[TEXT SECTION]:
Machine Learning Classification of Time since BNT162b2 COVID-19 Vaccination Based on Array-Measured Antibody Activity

Life (Basel). 2023 May 31;13(6):1304. doi: 10.3390/life13061304.

Abstract

Vaccines trigger an immunological response that includes B and T cells, with B cells producing antibodies. SARS-CoV-2 immunity weakens over time after vaccination. Discovering key changes in antigen-reactive antibodies over time after vaccination could help improve vaccine efficiency. In this study, we collected data on blood antibody levels in a cohort of healthcare workers vaccinated for COVID-19 and obtained 73 antigens in samples from four groups according to the duration after vaccination, including 104 unvaccinated healthcare workers, 534 healthcare workers within 60 days after vaccination, 594 healthcare workers between 60 and 180 days after vaccination, and 141 healthcare workers over 180 days after vaccination. Our work was a reanalysis of the data originally collected at Irvine University. This data was obtained in Orange County, California, USA, with the collection process commencing in December 2020. British variant (B.1.1.7), South African variant (B.1.351), and Brazilian/Japanese variant (P.1) were the most prevalent strains during the sampling period. An efficient machine learning based framework containing four feature selection methods (least absolute shrinkage and selection operator, light gradient boosting machine, Monte Carlo feature selection, and maximum relevance minimum redundancy) and four classification algorithms (decision tree, k-nearest neighbor, random forest, and support vector machine) was designed to select essential antibodies against specific antigens. Several efficient classifiers with a weighted F1 value around 0.75 were constructed. The antigen microarray used for identifying antibody levels in the coronavirus features ten distinct SARS-CoV-2 antigens, comprising various segments of both nucleocapsid protein (NP) and spike protein (S). This study revealed that S1 + S2, S1.mFcTag, S1.HisTag, S1, S2, Spike.RBD.His.Bac, Spike.RBD.rFc, and S1.RBD.mFc were most highly ranked among all features, where S1 and S2 are the subunits of Spike, and the suffixes represent the tagging information of different recombinant proteins. Meanwhile, the classification rules were obtained from the optimal decision tree to explain quantitatively the roles of antigens in the classification. This study identified antibodies associated with decreased clinical immunity based on populations with different time spans after vaccination. These antibodies have important implications for maintaining long-term immunity to SARS-CoV-2.

Keywords: COVID-19 vaccination; antigen; machine learning.

[APPLY WHAT YOU READ]:
1/ From the vaccine study abstract, extract the part that begins with the words containing "Machine Learning Classification" and ends with "31;13(6):1304. doi: 10.3390/life13061304.".
2/ Summarize the vaccine study abstract in two sentences.

[EXTRACTED DATA]:
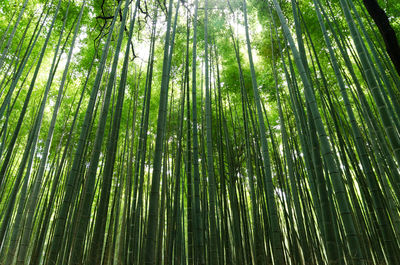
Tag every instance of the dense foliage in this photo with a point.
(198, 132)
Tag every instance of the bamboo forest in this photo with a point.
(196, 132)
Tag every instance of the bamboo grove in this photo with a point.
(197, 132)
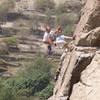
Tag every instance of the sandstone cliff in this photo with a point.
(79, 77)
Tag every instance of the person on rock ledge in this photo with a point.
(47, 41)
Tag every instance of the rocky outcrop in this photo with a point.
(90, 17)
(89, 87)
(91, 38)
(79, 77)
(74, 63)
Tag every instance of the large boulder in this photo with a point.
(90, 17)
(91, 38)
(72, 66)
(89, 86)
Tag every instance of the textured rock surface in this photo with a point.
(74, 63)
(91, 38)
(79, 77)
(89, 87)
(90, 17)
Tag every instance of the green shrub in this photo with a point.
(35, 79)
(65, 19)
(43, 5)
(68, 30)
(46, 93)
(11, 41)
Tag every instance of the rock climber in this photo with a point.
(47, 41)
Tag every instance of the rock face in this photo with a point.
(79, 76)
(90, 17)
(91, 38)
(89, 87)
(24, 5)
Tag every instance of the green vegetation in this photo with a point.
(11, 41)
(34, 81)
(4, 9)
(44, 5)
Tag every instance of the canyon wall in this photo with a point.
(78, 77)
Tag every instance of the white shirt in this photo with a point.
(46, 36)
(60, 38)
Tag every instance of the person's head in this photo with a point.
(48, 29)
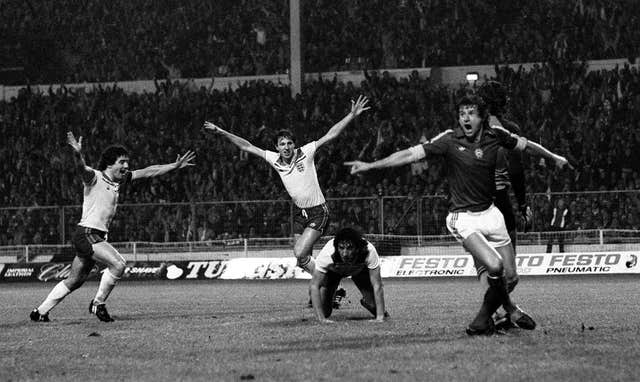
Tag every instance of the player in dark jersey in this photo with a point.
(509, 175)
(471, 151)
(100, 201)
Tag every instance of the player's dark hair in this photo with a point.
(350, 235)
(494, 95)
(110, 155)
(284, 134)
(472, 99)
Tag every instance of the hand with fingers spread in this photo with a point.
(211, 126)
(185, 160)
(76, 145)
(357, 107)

...

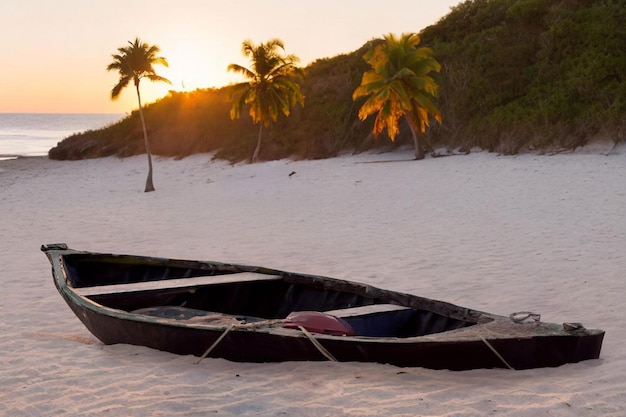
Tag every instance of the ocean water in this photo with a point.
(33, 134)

[LIST OF ANSWERS]:
1/
Machine Learning Classification of Time since BNT162b2 COVID-19 Vaccination Based on Array-Measured Antibody Activity

Life (Basel). 2023 May 31;13(6):1304. doi: 10.3390/life13061304.

2/ The study reanalyzed blood antibody levels against 73 antigens in healthcare workers grouped by time since COVID-19 vaccination, using a machine learning framework with four feature selection methods and four classification algorithms. Classifiers reached a weighted F1 value around 0.75, and antibodies against spike protein parts such as S1 + S2, S1, and S2 ranked highest among all features.